Scientific classification
- Kingdom: Plantae
- Clade: Tracheophytes
- Clade: Angiosperms
- Clade: Eudicots
- Order: Caryophyllales
- Family: Nepenthaceae
- Genus: Nepenthes
- Species: N. deaniana
- Binomial name: Nepenthes deaniana Macfarl. (1908)

= Nepenthes deaniana =

- Genus: Nepenthes
- Species: deaniana
- Authority: Macfarl. (1908) |
- Conservation status: NT

Species of pitcher plant from the Philippines

Nepenthes deaniana (/nᵻˈpɛnθiːz ˌdiːniˈɑːnə/; after Dean C. Worcester) is a tropical pitcher plant endemic to the Philippines, where it grows at an altitude of 1,180–1,296 m above sea level. The species is known only from the summit region of Thumb Peak, a relatively small, ultramafic mountain in Puerto Princesa Province, Palawan.

Nepenthes deaniana has no known natural hybrids. No forms or varieties have been described.

_Entries supplied_
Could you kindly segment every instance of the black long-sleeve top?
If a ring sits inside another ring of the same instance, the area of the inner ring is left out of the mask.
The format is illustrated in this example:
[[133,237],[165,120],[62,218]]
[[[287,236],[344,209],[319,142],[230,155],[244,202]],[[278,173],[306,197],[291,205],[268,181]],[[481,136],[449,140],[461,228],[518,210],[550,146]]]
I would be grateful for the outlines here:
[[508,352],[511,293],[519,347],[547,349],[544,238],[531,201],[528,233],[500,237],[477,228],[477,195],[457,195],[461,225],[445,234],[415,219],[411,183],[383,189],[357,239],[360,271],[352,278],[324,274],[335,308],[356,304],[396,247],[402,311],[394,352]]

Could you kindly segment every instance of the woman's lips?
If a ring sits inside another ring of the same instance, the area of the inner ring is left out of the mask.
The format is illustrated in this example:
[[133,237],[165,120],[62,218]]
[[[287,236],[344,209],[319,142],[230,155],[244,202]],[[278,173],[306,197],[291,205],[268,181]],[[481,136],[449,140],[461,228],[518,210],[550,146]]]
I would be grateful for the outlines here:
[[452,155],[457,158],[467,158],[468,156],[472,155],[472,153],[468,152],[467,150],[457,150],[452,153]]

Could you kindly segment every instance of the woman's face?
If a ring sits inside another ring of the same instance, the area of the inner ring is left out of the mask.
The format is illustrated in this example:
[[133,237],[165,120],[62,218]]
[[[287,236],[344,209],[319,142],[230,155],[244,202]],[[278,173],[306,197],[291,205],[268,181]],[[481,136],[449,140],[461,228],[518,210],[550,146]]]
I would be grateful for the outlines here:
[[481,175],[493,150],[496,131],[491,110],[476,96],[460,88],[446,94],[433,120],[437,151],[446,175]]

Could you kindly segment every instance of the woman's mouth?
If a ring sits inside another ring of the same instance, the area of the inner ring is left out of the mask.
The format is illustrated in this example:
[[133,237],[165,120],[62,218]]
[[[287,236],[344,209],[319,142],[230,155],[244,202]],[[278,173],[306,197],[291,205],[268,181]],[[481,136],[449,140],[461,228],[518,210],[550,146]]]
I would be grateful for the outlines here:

_Task details_
Can you continue the passage on Nepenthes deaniana from where it stops? The records come from a separate source.

_Response for this exercise_
In his Carnivorous Plant Database, taxonomist Jan Schlauer treats N. gantungensis, N. leonardoi and N. mira as heterotypic synonyms of N. deaniana.

Adolph Daniel Edward Elmer recorded a plant from Mount Pulgar (now known as Thumb Peak) matching the description of N. deaniana. He made mention of this discovery in the April 20, 1912 issue of Leaflets of Philippine Botany, in his formal description of N. graciliflora:

Recently the writer [Elmer] observed a large sterile species on mount Pulgar of Palawan. Some of its pitchers were a foot long and six inches thick!